**EXTRAIT DU DOCUMENT**
Patricia TOURANCHEAU 6 mai 2014 à 22:24

Dans son rapport annuel, la police des polices pointe l’utilisation abusive d’une arme de défense qui a éborgné plusieurs manifestants l’an passé.

Saisie dans deux tiers des cas par l’autorité judiciaire, l’Inspection générale de la police nationale (IGPN, la police des polices) a rendu hier son rapport d’activité 2013. Il recense 841 «allégations d’atteintes aux personnes» (soit 81% des affaires), dont 303 «violences volontaires avec ITT [incapacité totale de travail, ndlr]» lors d’interventions et cinq «ayant entraîné la mort». En outre, 15% de ces enquêtes judiciaires concernent des «atteintes aux biens» (156), vols, escroqueries, abus de faiblesse et de confiance, et 4% portent sur des «atteintes à l’Etat». L’IGPN, qui a fusionné avec l’Inspection générale des services (IGS) parisienne et qui compte 90 enquêteurs, a notamment monté en son sein un groupe de flics financiers spécialisés en interne dans la lutte contre la corruption. Quelque 40% des affaires pénales ont donné lieu à des enquêtes administratives, qui débouchent la plupart du temps sur de simples blâmes ou avertissements aux policiers pour «des manquements au code de déontologie, à la loyauté, la probité» ou au non-respect des doctrines d’emploi sur l’usage des armes - 61 auteurs de «bavures» ont ainsi été sanctionnés par des révocations.

«Problème». Interrogée sur les blessures mutilantes provoquées par des tirs de flash-ball ou de LBD (lanceur de balles de défense) ayant notamment éborgné à Nantes trois opposants à l’aéroport de Notre-Dame-des-Landes, la patronne de l’IGPN, Marie-France Monéger, a expliqué que ces «blessures graves, des énucléations, suite à un maintien de l’ordre musclé à Nantes» ont suscité «six saisines» de l’IGPN sur Nantes et quatre autres en France en 2013. La commissaire admet «qu’il y a un problème» avec «ces armes de force intermédiaire de type LBD et flashball», parce que leur doctrine d’emploi n’est pas appropriée. «Le critère de distance imposé est peu important si le lieu [point, ndlr] d’impact» n’est pas une jambe, mais un visage ou un œil. «Des tests sont effectués avec une nouvelle munition et nous ferons une proposition assez prochaine», assure-t-elle en soulignant une «baisse de l’usage de l’arme individuelle, le Sig Sauer», une stabilité de l’emploi du Taser (pistolet à impulsion électrique) mais aussi une «hausse de l’utilisation du LBD», qui fait d’irrémédiables dégâts.

**OBJECTIF 1**
Reproduisez le passage de l'article sur le rapport de l'IGPN qui va de « Patricia TOURANCHEAU 6 » jusqu'à « manifestants l’an passé. ».

**DONNÉES FOURNIES**
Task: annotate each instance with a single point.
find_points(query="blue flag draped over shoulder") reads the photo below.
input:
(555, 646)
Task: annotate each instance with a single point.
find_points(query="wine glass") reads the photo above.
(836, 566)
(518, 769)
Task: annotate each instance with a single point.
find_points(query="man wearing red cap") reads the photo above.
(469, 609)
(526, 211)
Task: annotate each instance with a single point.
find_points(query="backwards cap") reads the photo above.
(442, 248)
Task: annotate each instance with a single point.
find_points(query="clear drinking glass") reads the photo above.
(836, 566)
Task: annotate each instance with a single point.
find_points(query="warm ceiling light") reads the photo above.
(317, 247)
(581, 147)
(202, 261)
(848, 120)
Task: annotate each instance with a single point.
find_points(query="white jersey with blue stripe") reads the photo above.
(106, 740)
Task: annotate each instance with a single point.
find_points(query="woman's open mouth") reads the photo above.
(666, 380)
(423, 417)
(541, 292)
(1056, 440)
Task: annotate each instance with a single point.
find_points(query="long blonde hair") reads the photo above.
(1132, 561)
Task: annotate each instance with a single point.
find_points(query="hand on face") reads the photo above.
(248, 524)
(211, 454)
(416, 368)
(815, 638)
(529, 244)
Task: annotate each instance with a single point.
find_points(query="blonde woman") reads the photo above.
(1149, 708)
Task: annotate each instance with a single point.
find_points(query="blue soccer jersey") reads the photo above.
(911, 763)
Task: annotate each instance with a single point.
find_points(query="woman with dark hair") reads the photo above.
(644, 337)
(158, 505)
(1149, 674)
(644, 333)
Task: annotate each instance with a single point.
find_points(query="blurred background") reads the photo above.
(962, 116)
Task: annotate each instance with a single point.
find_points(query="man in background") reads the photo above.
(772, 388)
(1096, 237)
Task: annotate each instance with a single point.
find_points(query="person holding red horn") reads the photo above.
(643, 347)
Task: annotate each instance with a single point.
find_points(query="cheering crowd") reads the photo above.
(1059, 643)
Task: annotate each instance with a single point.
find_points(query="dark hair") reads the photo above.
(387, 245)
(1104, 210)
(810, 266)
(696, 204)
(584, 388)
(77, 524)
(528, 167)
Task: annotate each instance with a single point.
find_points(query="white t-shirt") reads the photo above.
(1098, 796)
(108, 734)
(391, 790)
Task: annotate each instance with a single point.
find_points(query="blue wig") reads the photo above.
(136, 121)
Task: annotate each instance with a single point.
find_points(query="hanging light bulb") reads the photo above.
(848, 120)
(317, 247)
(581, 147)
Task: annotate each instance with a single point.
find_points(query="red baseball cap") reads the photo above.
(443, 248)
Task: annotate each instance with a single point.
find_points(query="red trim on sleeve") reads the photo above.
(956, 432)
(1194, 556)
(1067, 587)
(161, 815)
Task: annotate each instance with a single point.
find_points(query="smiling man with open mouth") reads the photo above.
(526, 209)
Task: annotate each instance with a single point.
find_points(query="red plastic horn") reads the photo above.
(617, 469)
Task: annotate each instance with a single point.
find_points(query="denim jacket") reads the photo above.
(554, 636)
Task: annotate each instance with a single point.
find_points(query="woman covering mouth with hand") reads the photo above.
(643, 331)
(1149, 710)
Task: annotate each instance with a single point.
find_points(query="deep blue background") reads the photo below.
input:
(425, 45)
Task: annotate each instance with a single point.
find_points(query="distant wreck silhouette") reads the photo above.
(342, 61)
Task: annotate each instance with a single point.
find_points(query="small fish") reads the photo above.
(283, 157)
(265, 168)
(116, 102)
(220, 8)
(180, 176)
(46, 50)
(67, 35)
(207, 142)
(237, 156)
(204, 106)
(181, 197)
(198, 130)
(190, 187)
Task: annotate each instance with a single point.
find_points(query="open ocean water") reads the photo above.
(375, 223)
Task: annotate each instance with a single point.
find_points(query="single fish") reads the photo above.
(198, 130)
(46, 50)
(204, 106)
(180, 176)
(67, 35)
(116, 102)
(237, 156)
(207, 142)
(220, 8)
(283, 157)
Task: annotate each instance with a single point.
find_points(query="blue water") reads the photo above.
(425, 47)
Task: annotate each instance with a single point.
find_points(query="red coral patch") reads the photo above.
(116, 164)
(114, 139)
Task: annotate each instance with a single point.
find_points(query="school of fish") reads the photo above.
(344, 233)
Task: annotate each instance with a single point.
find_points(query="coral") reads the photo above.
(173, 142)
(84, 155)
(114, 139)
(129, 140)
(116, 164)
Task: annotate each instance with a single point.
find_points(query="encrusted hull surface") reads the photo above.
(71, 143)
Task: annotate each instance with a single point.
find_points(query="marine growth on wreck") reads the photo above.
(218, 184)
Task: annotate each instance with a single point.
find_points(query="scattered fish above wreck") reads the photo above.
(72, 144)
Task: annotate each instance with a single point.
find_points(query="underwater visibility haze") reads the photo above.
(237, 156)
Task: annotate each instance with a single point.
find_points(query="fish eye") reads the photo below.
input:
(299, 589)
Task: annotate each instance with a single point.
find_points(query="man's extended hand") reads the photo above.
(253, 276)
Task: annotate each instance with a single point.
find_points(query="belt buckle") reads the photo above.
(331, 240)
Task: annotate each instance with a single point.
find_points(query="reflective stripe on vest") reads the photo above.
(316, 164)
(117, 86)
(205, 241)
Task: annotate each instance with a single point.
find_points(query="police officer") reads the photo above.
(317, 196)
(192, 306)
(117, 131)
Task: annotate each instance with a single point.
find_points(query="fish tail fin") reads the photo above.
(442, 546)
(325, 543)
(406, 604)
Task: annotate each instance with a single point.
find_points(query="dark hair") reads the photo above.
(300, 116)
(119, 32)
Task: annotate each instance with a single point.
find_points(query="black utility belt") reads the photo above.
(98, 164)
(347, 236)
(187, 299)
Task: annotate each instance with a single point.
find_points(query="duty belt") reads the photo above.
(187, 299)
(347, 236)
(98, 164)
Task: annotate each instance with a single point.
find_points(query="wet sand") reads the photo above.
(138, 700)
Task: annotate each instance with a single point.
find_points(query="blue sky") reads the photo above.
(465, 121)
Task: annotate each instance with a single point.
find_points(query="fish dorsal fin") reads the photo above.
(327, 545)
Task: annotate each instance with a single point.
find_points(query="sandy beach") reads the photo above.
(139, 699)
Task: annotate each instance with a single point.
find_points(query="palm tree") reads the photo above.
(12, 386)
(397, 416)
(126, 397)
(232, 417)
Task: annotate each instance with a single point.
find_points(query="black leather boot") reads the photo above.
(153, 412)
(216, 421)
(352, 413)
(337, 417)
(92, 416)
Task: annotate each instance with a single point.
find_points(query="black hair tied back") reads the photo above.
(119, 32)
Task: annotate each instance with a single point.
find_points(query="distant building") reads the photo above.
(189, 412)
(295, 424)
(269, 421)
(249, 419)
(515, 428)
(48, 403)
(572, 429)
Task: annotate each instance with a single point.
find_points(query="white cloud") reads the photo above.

**OBJECTIF 2**
Repérez toutes les lignes des entrées qui contiennent la chaîne « black », puis recopiez chacune d'elles.

**RÉPONSE À L'EXERCICE 1**
Patricia TOURANCHEAU 6 mai 2014 à 22:24

Dans son rapport annuel, la police des polices pointe l’utilisation abusive d’une arme de défense qui a éborgné plusieurs manifestants l’an passé.

**RÉPONSE À L'EXERCICE 2**
find_points(query="black utility belt") reads the photo above.
find_points(query="black leather boot") reads the photo above.
find_points(query="black hair tied back") reads the photo above.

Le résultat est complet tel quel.